[What the task requires]
Continue the post on Tesla's stock chart and delivery report, picking up after its final sentence.

Tuesday, October 1, 2024

Chartology — Breakout or Breakdown: Tesla (deliveries reported tomorrow, robotaxi etc.) TSLA

First up, the stock, bumping up against resistance for the third time:

TSLA Tesla, Inc. daily Stock Chart

The instanalysis of resistance lines is that each approach to the level absorbs more stock that sellers are willing to let go, eventually resulting in a situation where the selling stops and the stock pops (it doesn't always work but is worth noting where the levels are) . The reverse is also true in theory. A stock continually hitting a support level absorbs buyers' cash and at some point there is no more money available to purchase at that price and the stock falls.

As noted July 8 with the stock at $249.07: "Chartology: Tesla Stock Now Has A Very Wide Range To Churn Through (TSLA)". And September 5 A Word Of Caution On Tesla's Stock (TSLA):

Now don't get me wrong, I'm as much into Elon's/Baidu's/Nvidia's vision of flying cars and robotaxis as the next person and haven't changed this opinion on the company from April 24's "Tesla Q1 2024 Earnings Call Transcript (TSLA)":

...In pre-market action the stock is up $17.47 (+12.07%) at $162.15.

Below are the words that are adding billions ($50+) to the company's valuation. 

Personally I think Musk is going to pull it off, but that's just me—perhaps informed by posting on the company and its stock since before the June 2010 share flotation (which, adjusted for the 5:1 and 3:1 stock splits gives a $1.133 IPO price)—however, there are plenty of other opinions to choose from if one doesn't care for that one....

Emphasis added.

However. There is a giant gap on the price chart, July 23 - 24 which exuberant buyers seem bound-and-determined to fill:

Chart Image

TradingView

~$246 down to ~$225 with today's last trade at $231.62.

This could be setting up to be a "buy on mystery, sell on history" type of thing with the robotaxi unveil in October. 

In the meantime, if one can step back from the minute-to-minute action the stock has been  churning in that $180 to $260 range since July, alternatively wiping out shorts, then longs.

Well, the stock filled the gap without reversing and here we are right back at the top of the range. And here are some considerations to factor into the dreamscape. 

Barron's, September 29: Tesla’s Delivery Numbers Are Due. Wall Street Has Taken All the Fun Out of It:

Wall Street’s obsession for uncovering any shred of data that might give it an edge in predicting outcomes has made Tesla’s quarterly delivery report a little less exciting over time.  

Tesla is slated to report third-quarter delivery figures on Wednesday. They should be good. Just don’t expect a big positive reaction from the stock.

Wall Street has taken some of the fun and mystery from Tesla’s quarterly release with its obsession for uncovering any shred of data that might give it an edge in predicting outcomes.

Better, more reliable information, of course, is a good thing. What the evolution of analyst tracking means, however, is investors should pay more attention to the stock before delivery numbers are released. That is becoming more indicative of how things are going at the electric vehicle maker than the reaction to the actual delivery number.

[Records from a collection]
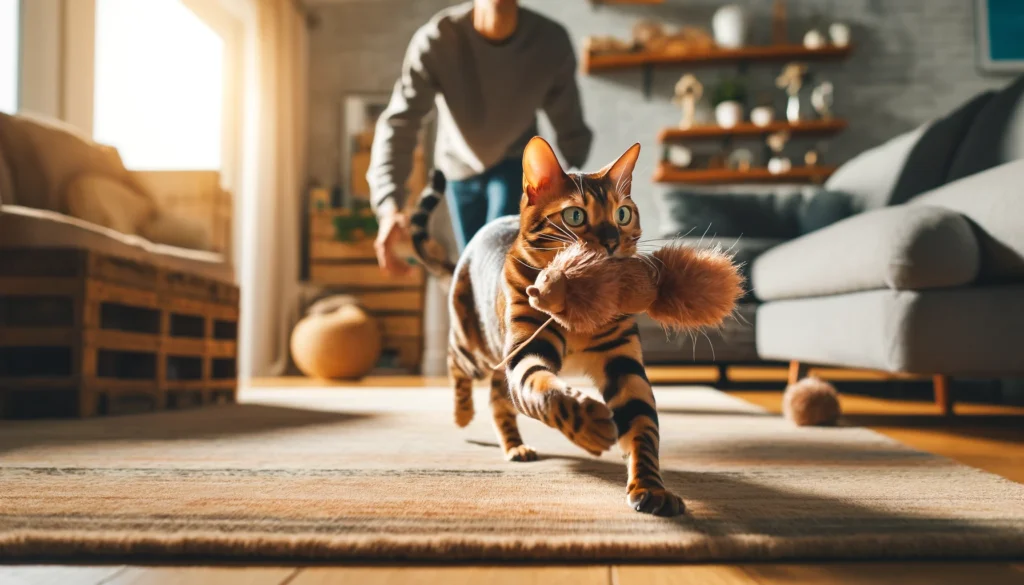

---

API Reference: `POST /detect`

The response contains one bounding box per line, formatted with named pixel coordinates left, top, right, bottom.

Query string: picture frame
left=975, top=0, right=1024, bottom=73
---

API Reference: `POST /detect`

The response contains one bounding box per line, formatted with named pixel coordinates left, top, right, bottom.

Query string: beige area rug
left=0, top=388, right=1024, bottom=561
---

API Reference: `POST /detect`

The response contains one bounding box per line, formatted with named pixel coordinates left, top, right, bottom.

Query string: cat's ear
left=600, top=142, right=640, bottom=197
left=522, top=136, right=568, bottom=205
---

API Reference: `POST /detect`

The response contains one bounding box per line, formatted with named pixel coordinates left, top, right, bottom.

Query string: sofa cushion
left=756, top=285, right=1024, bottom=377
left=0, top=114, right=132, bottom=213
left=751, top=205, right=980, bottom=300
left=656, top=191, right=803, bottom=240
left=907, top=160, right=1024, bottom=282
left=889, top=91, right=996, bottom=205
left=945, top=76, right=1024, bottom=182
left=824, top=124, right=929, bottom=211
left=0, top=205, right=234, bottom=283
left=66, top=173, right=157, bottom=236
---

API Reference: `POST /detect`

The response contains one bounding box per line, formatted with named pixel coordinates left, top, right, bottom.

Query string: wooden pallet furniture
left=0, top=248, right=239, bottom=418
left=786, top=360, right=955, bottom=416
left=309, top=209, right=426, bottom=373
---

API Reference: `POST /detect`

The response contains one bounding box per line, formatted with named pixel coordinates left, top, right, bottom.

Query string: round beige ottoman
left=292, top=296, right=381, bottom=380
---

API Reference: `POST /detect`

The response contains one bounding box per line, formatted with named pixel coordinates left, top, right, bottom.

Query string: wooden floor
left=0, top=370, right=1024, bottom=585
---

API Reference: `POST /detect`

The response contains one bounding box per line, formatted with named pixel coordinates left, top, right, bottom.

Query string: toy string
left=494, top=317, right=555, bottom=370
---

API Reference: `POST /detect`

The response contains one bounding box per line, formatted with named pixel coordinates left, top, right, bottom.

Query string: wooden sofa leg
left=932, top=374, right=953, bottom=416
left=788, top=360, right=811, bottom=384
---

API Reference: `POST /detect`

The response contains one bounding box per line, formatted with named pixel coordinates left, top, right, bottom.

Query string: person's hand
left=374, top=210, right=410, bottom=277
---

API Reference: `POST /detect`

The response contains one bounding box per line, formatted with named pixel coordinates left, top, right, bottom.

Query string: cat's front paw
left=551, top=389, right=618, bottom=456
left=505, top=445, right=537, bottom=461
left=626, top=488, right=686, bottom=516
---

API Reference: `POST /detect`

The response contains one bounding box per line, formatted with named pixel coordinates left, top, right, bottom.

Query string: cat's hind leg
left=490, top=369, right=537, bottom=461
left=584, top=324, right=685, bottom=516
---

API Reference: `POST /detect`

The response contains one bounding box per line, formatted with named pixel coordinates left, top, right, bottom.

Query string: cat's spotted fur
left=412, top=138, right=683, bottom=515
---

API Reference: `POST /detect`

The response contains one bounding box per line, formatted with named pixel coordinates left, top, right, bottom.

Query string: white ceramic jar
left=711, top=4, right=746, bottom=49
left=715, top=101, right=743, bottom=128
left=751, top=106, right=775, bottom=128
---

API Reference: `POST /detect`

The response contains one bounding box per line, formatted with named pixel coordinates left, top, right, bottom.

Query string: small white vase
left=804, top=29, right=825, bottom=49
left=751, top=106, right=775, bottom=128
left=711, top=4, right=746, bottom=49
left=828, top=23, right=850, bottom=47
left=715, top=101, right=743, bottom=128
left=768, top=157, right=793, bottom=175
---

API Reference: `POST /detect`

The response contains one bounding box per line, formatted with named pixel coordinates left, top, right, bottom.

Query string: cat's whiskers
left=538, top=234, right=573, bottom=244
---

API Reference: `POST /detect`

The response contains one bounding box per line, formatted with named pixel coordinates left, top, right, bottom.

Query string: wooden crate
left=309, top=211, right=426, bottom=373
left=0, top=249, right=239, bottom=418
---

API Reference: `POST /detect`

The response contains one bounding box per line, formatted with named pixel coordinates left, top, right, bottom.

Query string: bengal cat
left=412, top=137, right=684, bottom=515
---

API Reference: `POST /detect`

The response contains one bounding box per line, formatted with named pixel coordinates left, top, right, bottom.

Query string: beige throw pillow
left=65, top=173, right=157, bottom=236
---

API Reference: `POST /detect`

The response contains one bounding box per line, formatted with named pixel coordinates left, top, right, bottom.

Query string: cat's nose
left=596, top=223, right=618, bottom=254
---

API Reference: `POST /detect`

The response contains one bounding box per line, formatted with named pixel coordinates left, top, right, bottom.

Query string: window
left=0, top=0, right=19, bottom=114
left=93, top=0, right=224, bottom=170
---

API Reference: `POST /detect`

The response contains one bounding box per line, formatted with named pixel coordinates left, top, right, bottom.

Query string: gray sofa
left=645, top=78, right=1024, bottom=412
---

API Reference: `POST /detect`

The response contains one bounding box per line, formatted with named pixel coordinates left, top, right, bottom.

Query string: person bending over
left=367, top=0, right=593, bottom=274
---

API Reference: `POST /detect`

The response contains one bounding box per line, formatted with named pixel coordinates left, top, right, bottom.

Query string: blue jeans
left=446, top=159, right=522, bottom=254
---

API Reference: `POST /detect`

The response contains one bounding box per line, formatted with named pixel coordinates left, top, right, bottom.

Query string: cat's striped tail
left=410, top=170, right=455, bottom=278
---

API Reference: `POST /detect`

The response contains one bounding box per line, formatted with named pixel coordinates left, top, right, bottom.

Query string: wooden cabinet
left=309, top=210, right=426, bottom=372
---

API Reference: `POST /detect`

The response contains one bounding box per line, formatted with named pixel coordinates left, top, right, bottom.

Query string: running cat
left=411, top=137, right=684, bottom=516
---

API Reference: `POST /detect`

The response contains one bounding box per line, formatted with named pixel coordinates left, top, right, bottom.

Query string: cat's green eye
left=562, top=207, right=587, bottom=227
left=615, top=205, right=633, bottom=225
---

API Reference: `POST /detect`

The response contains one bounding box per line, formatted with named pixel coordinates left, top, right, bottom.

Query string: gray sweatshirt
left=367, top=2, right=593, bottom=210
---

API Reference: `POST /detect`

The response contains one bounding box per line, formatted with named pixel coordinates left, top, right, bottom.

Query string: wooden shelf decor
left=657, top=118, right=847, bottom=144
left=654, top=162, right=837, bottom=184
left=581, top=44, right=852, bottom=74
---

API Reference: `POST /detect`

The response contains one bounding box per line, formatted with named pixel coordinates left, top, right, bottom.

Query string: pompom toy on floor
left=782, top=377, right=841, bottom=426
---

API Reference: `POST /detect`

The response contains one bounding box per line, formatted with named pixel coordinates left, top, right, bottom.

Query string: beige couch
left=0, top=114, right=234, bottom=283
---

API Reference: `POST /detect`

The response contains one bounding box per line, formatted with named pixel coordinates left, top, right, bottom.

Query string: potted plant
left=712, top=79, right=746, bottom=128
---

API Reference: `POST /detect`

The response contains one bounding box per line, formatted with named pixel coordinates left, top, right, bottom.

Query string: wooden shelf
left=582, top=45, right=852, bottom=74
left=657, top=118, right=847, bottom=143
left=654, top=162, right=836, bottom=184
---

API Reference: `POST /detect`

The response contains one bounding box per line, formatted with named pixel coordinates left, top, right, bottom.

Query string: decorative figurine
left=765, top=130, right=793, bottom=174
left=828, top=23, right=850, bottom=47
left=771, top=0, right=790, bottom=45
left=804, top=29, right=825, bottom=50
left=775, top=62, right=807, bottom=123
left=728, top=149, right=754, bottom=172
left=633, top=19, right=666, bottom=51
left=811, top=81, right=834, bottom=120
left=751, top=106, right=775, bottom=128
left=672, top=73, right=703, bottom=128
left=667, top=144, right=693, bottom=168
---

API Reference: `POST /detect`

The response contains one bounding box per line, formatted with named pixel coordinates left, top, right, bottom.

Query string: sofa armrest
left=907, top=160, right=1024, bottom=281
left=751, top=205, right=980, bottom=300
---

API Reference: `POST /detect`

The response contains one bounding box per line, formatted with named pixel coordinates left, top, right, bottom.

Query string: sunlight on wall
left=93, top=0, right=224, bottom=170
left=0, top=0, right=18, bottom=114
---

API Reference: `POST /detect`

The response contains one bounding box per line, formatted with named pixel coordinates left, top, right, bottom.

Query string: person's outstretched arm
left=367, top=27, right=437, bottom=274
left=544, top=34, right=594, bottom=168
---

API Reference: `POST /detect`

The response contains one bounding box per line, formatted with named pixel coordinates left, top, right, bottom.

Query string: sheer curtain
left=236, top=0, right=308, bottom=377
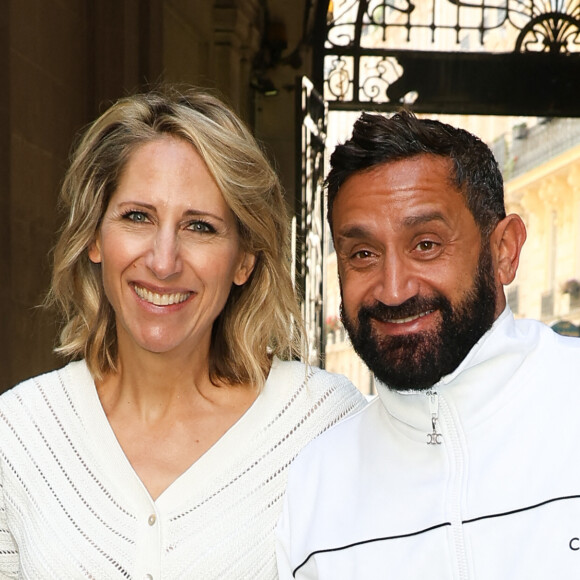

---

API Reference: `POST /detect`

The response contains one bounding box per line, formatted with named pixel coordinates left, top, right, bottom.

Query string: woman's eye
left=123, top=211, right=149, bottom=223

[Result of the exercise]
Take first quarter delivery numbers. Tesla delivered about 387,00 cars, missing some of the lowest Wall Street estimates by about 10%. Shares dropped almost 5% after the disappointment. That’s not too bad considering the magnitude of the miss. But shares dropped almost 14% in the month coming into the delivery report, when analysts started to size up how the quarter was going.

Things turned out better in the second quarter. Tesla delivered some 444,000 cars. That was a little better than expected and much better than the first quarter. Share rose about 10%, but they rose almost 18% in the month leading into the delivery report.

Investors seem to have a better indication of how things are going to go than in the past. One reason: The Street is doing better. Analyst reports previewing Tesla’s quarterly deliveries now include references to app downloads, weekly car registration data in China, monthly car sales in the U.S. and Europe, and vehicle identification numbers from U.S. assembly plants, among other things.

The goal is to produce an estimate as close as possible to the actual outcome, which should lower stock volatility and give analysts with the best estimates bragging rights.

Beyond anecdotes, there is some evidence analysts are getting more accurate. In 2018 and 2019, analyst estimates missed Tesla delivery numbers by about 5% on average. That number is down to about 4% over the past two years.

One consequence of better estimates appears to be Tesla stock reacting more ahead of delivery release. If deliveries miss, the stock is more likely to be down in the month leading into the result than it is the day after the report.

That kind of trading action shouldn’t surprise investors too much. The stock market is always forward-looking, with investors reacting to changing estimates, and what they hear from analysts, heading into any delivery report.

Coming into Monday trading, Tesla stock has rallied about 22% over the past month. So third quarter delivery numbers should be fine. Most of the Wall Street preview reports indicate sales are up from the same time a year ago, partly on the strength of Chinese deliveries....

....MUCH MORE 

And from Investor's Business Daily, September 28 a very deep dive:

Tesla Nears Breakout As Deliveries, Robotaxi Event Loom; BYD Races Through Buy Points 

Tesla (TSLA) and BYD (BYDDF) are the world's largest electric-vehicle makers.

In 2022, China EV and battery giant BYD's vehicle sales raced ahead of Tesla's and are now well more than twice as high. For all-battery electric vehicles (BEVs), BYD seized the crown in Q4 2023. However Tesla has regained that title in 2024.

Third-quarter sales are due for Tesla and BYD in early October.

Tesla earnings have tumbled for several quarters, missing lowered views most of the time. CEO Elon Musk is placing more emphasis on robotaxis and robots, with a robotaxi event set for Oct. 10.

Tesla has relied on price cuts since late 2022 to offset weaker demand due to an aging lineup and rising competition. New "affordable" EVs may be coming, but they may be variants of existing models.

BYD has also cut prices, but margins remain high. Sales are rising thanks to a next-generation hybrid system and a variety of new and refreshed models. It recently opened its first full assembly plant outside of China, with several more overseas plants coming.

Tesla stock round-tripped a huge gain amid the Q2 earnings miss, but is running back toward a buy point.  BYD stock has surged to a 52-week highs, clearing multiple buy points.

Tesla delivered 443,956 EVs in Q2, beating lowered estimates. That was up sharply from Q1's 386,810 vehicles but down from Q2 2023's 466,140.

Along with delivery numbers, Tesla reported record energy storage deployed in Q2.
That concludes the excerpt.